(GIVEN ENTRIES)
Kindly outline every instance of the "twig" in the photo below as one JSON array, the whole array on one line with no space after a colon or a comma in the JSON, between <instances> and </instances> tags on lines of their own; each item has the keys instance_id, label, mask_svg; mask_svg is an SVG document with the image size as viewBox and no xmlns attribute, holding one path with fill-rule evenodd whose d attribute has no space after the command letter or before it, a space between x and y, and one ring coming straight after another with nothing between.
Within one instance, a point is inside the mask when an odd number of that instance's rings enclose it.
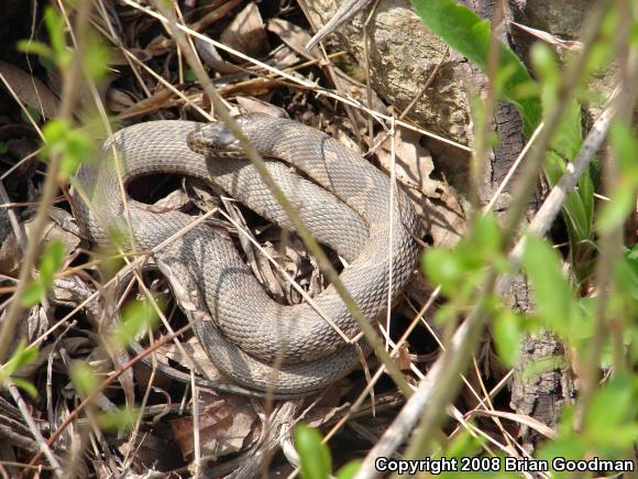
<instances>
[{"instance_id":1,"label":"twig","mask_svg":"<svg viewBox=\"0 0 638 479\"><path fill-rule=\"evenodd\" d=\"M161 11L164 10L165 15L170 15L170 12L164 8L162 2L158 1L156 3L156 6L157 6L158 10L161 10ZM184 34L182 33L182 31L179 29L176 28L177 24L175 23L175 19L173 18L173 15L170 15L170 18L173 19L173 20L170 20L170 24L173 26L172 33L175 36L177 44L182 45L182 47L183 47L182 50L183 50L184 54L186 55L186 58L188 59L190 67L194 69L197 78L199 79L199 81L204 86L206 92L210 97L211 104L212 104L213 108L216 109L216 112L219 115L221 120L228 126L228 128L231 131L231 133L233 134L233 137L235 137L240 141L248 157L251 160L251 162L255 166L255 170L258 172L264 184L273 193L273 196L277 199L277 202L279 203L282 208L284 209L284 211L288 216L288 219L290 220L290 222L293 224L295 229L298 231L299 237L301 238L301 240L304 241L306 247L317 258L321 270L326 273L326 276L332 283L332 285L334 286L334 289L337 290L337 292L341 296L342 301L348 306L353 318L356 320L359 327L364 333L365 338L367 339L369 344L374 349L378 359L386 366L388 374L391 375L393 381L395 381L395 383L397 384L397 387L402 390L402 392L404 394L409 396L411 394L413 390L409 387L409 384L407 383L400 369L398 368L398 366L396 364L394 359L392 359L389 357L389 355L387 353L387 351L385 350L383 341L381 340L381 338L378 337L378 335L374 330L374 327L370 324L370 322L362 314L361 309L359 308L359 305L352 298L352 296L350 295L350 292L345 289L345 286L341 282L341 279L339 277L339 274L337 273L337 271L334 271L334 268L332 268L330 260L328 259L328 257L326 255L323 250L319 247L319 244L317 243L317 241L315 240L315 238L312 237L312 235L310 233L308 228L304 225L304 222L299 218L299 215L298 215L296 208L288 202L288 199L286 198L286 196L284 195L282 189L279 188L279 186L273 179L272 175L270 174L268 170L266 168L265 163L264 163L263 159L261 157L261 155L258 154L258 152L255 150L255 148L252 145L252 143L244 135L244 133L239 128L239 126L237 124L234 119L230 116L228 109L224 107L221 99L219 98L219 95L215 90L215 87L212 86L210 78L208 78L208 76L206 75L206 72L204 70L201 65L196 61L194 52L190 48L190 45L188 45L188 43L186 42L186 39L183 36Z\"/></svg>"},{"instance_id":2,"label":"twig","mask_svg":"<svg viewBox=\"0 0 638 479\"><path fill-rule=\"evenodd\" d=\"M11 398L13 398L13 401L15 401L15 404L18 404L18 409L22 413L22 418L24 420L24 422L29 426L29 431L31 432L31 434L33 435L33 438L35 439L35 442L37 443L37 445L41 448L40 454L43 454L44 456L46 456L46 459L48 460L48 462L51 464L51 466L55 470L56 476L61 477L62 476L62 466L59 465L59 462L55 458L55 455L51 450L51 444L48 444L44 439L44 437L42 436L42 433L40 432L40 428L35 424L35 421L33 421L33 416L29 412L26 404L24 404L24 400L20 395L20 391L18 391L18 388L15 388L15 384L13 384L11 379L7 380L7 387L9 388L9 392L11 393Z\"/></svg>"},{"instance_id":3,"label":"twig","mask_svg":"<svg viewBox=\"0 0 638 479\"><path fill-rule=\"evenodd\" d=\"M326 35L349 22L356 13L366 8L372 0L345 0L332 18L310 39L306 50L312 50Z\"/></svg>"},{"instance_id":4,"label":"twig","mask_svg":"<svg viewBox=\"0 0 638 479\"><path fill-rule=\"evenodd\" d=\"M87 405L92 403L92 401L98 396L98 394L101 394L101 392L109 384L111 384L114 380L117 380L120 375L122 375L124 373L124 371L127 371L128 369L135 366L138 362L140 362L142 360L142 358L144 358L145 356L150 355L151 352L157 350L157 348L160 348L161 346L164 346L168 341L172 341L174 338L186 333L188 329L190 329L190 327L191 327L191 325L188 324L188 325L177 329L175 331L175 334L164 336L162 339L157 340L154 345L150 346L148 348L146 348L144 351L136 355L131 360L124 362L120 369L110 373L109 377L102 381L102 383L96 389L95 392L87 395L87 398L84 399L82 402L80 402L77 405L77 407L75 410L73 410L68 416L66 416L64 422L57 427L57 429L55 429L55 432L46 440L46 445L51 446L53 443L55 443L57 440L57 438L61 436L61 434L69 426L69 424L72 424L77 418L77 416L85 410L85 407L87 407ZM42 459L42 456L43 456L43 451L37 453L29 461L29 466L35 466Z\"/></svg>"},{"instance_id":5,"label":"twig","mask_svg":"<svg viewBox=\"0 0 638 479\"><path fill-rule=\"evenodd\" d=\"M569 165L571 167L568 167L568 171L559 184L554 186L541 208L538 210L535 219L529 225L527 231L528 233L537 236L544 235L560 211L570 190L568 188L571 186L571 189L573 189L580 176L584 171L586 171L586 167L593 159L594 153L597 151L603 139L605 138L605 133L613 117L613 106L608 107L605 111L603 111L601 117L598 117L596 123L590 131L590 134L587 134L585 141L583 142L581 151L579 152L579 155L576 156L573 165ZM509 259L514 265L514 270L501 282L498 282L496 293L499 295L504 294L512 284L512 279L517 272L518 264L520 263L520 253L522 251L524 243L525 237L520 239L516 247L513 249ZM470 346L473 342L472 339L476 335L476 331L480 329L480 327L483 325L484 320L485 314L483 313L483 309L480 307L480 305L477 305L468 317L468 319L465 319L465 322L454 333L448 350L435 362L427 377L415 391L415 394L408 400L393 424L384 433L377 445L370 450L355 478L363 479L376 477L378 471L374 469L374 459L381 456L389 457L393 455L398 446L414 429L417 421L421 417L421 415L424 415L424 417L430 417L438 414L437 407L444 405L447 402L442 400L442 393L449 391L449 388L451 388L450 384L455 382L458 371L460 371L461 366L464 362L460 358L464 357L471 349ZM425 414L424 411L426 411ZM431 417L426 423L426 427L418 431L418 433L421 433L421 431L427 431L429 433L429 427L432 423L433 417ZM415 449L408 450L408 453L406 453L406 457L411 458L414 453Z\"/></svg>"},{"instance_id":6,"label":"twig","mask_svg":"<svg viewBox=\"0 0 638 479\"><path fill-rule=\"evenodd\" d=\"M80 33L86 33L91 3L91 0L86 0L80 2L78 6L77 25ZM80 37L86 37L86 35L80 34ZM63 70L64 86L62 104L59 107L59 118L67 121L72 120L73 111L79 98L77 95L77 86L81 76L81 64L84 57L82 53L84 46L80 43L78 45L78 51L73 56L70 67L67 70ZM40 206L37 208L35 219L32 224L33 227L31 230L31 241L29 242L22 266L20 268L20 281L18 283L18 289L13 294L11 305L9 306L7 316L4 317L2 327L0 328L0 361L3 361L7 357L7 351L13 337L15 324L18 323L18 319L24 309L21 303L21 298L24 295L26 287L29 286L31 280L31 270L35 264L35 260L37 259L37 253L41 248L40 239L42 238L44 228L48 220L48 209L57 190L57 174L59 170L59 153L51 155L47 167L47 176L44 181L42 196L40 199Z\"/></svg>"}]
</instances>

(EXERCISE BRIEF) Please rewrite everything from the start of the records down to the line containing "Within one instance, a", replacing "twig" with "branch" and leaving all else unchanged.

(SOLUTION)
Kindly outline every instance of the "branch" in the photo below as one JSON array, the whole array on one line with no space after a colon or a comma in the JSON, between <instances> and </instances> tags on lines of their own; each item has the keys instance_id, label, mask_svg; mask_svg is an SVG document with the image size as viewBox and no xmlns attribute, holding one path with fill-rule evenodd whose d attribute has no space after the command letter or before it, a space between x and y, and one ring coming straight after another with nothing between.
Within one instance, a point is inside the mask when an odd number of that instance's rings enclose it.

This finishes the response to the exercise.